Content starts

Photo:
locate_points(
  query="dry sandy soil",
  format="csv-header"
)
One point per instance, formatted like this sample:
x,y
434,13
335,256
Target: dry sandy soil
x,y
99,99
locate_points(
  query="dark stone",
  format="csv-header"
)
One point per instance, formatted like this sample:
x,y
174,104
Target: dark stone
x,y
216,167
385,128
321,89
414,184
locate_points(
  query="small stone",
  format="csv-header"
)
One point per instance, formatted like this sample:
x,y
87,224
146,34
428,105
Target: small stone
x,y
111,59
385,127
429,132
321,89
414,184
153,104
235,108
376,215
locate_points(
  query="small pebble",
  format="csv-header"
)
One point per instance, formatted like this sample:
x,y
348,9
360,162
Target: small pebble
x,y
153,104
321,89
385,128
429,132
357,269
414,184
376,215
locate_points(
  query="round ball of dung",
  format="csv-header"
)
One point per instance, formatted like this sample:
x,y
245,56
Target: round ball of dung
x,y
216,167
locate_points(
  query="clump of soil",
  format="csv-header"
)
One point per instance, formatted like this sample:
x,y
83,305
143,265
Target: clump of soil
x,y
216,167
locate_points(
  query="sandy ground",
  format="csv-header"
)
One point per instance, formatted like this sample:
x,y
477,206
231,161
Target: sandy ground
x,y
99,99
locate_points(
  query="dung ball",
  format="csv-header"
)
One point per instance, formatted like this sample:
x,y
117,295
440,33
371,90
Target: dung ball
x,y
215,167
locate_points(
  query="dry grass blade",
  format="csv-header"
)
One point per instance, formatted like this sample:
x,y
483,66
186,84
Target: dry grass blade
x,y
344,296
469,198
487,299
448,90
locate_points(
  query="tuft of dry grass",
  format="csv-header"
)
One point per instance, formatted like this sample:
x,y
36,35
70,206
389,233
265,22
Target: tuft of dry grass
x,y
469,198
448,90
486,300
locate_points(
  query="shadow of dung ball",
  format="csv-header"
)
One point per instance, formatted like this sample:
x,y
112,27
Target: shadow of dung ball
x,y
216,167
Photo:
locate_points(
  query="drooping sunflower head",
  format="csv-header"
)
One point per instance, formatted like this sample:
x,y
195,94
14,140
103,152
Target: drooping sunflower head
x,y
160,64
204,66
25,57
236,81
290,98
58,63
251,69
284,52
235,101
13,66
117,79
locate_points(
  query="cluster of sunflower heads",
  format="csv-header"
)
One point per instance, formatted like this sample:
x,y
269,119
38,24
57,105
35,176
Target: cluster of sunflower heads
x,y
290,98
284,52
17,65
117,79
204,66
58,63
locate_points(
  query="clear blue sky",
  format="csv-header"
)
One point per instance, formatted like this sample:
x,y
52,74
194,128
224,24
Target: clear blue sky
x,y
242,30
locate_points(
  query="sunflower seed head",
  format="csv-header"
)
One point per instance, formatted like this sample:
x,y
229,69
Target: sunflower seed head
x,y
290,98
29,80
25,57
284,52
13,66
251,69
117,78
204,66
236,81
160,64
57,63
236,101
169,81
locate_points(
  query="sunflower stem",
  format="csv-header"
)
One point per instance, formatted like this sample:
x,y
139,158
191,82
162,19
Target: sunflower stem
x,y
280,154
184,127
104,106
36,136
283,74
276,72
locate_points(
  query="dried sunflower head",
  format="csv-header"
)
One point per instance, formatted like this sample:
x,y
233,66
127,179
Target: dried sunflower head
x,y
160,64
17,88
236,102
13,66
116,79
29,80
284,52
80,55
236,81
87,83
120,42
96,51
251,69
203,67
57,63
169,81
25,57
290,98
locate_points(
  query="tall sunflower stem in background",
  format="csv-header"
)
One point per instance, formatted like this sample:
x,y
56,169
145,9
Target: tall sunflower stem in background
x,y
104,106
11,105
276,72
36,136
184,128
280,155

Content ends
Content starts

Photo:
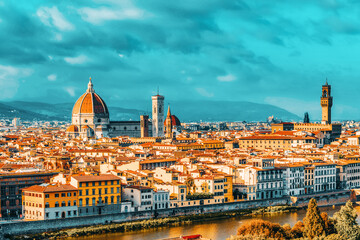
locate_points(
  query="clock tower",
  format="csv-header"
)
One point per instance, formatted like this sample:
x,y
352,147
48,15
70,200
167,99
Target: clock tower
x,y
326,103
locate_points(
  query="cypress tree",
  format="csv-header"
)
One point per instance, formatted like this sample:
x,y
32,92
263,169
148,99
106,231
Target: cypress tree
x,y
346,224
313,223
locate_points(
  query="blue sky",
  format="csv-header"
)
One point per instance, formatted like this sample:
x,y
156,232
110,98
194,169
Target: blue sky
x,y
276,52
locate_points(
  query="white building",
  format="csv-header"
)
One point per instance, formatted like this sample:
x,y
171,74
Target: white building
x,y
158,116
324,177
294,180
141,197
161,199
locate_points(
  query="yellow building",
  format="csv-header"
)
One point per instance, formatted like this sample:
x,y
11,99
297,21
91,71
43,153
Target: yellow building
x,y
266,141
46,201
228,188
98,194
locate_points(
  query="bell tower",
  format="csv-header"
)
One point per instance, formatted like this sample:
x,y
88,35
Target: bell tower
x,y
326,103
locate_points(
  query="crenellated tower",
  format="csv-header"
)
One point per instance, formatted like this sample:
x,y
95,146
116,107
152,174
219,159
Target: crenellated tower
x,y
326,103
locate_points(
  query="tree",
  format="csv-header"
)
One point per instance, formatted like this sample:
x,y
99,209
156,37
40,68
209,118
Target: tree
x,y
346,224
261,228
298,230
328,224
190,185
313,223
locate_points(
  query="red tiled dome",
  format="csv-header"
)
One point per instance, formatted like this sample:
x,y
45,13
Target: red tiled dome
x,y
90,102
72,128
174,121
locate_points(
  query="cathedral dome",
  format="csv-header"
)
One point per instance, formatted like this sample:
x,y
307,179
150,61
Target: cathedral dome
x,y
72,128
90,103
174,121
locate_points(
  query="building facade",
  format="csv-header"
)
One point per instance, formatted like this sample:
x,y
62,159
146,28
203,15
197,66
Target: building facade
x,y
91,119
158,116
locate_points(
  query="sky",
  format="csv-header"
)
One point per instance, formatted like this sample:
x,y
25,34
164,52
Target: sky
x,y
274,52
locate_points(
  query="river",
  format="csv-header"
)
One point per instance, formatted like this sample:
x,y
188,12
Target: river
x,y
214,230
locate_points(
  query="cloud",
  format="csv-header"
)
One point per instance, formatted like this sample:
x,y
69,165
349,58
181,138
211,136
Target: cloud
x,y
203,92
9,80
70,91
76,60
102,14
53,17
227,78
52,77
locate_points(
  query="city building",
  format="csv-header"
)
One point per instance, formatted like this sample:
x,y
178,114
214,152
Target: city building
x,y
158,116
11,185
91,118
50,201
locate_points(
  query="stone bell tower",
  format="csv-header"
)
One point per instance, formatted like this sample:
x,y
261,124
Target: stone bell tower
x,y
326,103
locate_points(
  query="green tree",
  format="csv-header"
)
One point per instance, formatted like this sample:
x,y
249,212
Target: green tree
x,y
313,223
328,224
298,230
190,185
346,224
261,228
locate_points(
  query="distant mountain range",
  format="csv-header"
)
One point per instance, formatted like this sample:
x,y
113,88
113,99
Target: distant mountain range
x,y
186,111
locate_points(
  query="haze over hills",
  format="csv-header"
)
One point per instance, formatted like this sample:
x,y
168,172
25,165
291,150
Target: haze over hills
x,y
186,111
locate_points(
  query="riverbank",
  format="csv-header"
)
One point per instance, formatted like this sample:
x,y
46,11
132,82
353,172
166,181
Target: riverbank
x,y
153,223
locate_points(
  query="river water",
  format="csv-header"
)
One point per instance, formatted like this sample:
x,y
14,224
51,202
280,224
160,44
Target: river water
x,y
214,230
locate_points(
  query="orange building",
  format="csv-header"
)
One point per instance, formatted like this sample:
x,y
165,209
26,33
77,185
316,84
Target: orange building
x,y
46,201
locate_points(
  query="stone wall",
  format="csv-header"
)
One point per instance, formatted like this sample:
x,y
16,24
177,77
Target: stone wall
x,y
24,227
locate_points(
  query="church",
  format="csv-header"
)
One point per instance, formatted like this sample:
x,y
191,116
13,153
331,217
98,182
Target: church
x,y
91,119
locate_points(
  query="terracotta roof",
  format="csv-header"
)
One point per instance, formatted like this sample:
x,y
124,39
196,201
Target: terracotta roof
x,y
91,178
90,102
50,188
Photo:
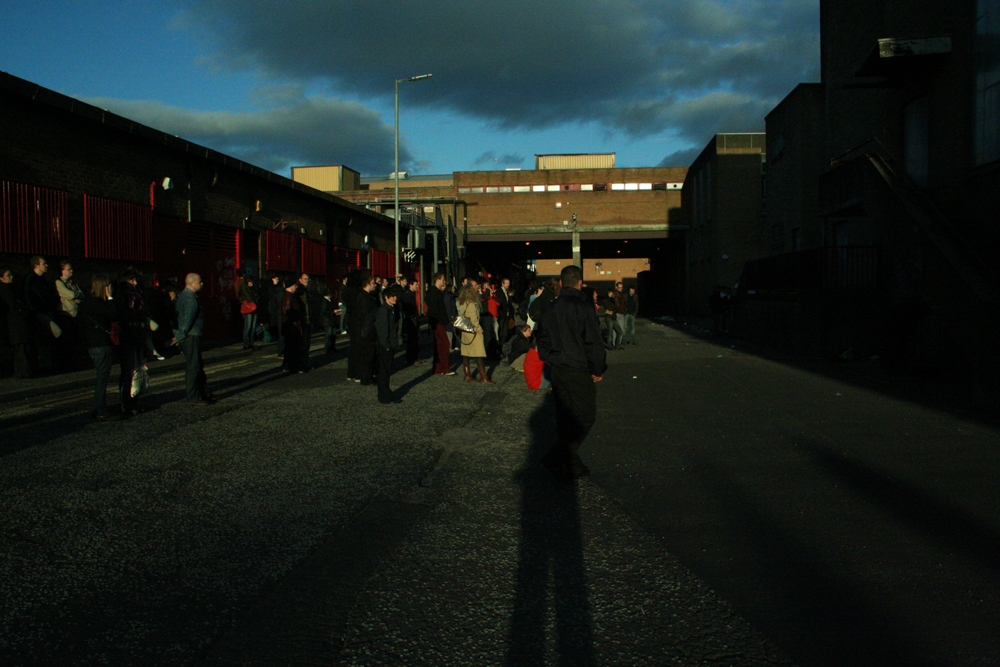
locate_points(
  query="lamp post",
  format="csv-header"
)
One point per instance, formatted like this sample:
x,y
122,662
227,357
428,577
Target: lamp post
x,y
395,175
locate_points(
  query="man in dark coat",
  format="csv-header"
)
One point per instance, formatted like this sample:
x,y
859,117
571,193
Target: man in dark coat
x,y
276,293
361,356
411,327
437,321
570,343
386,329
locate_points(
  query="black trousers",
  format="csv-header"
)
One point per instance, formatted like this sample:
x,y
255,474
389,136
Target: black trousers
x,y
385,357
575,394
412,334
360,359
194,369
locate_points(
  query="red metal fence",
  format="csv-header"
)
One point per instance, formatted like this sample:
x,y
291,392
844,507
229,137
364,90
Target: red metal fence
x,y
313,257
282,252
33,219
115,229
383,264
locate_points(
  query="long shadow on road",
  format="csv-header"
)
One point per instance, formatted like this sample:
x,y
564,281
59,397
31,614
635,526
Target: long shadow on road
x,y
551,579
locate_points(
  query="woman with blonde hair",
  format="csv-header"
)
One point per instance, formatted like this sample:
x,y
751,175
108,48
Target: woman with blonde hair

Content ends

* [Task statement]
Search the entries for the word "with", then list each line that holds it.

* [Written response]
  query="woman with blonde hair",
Target: woman with blonde hair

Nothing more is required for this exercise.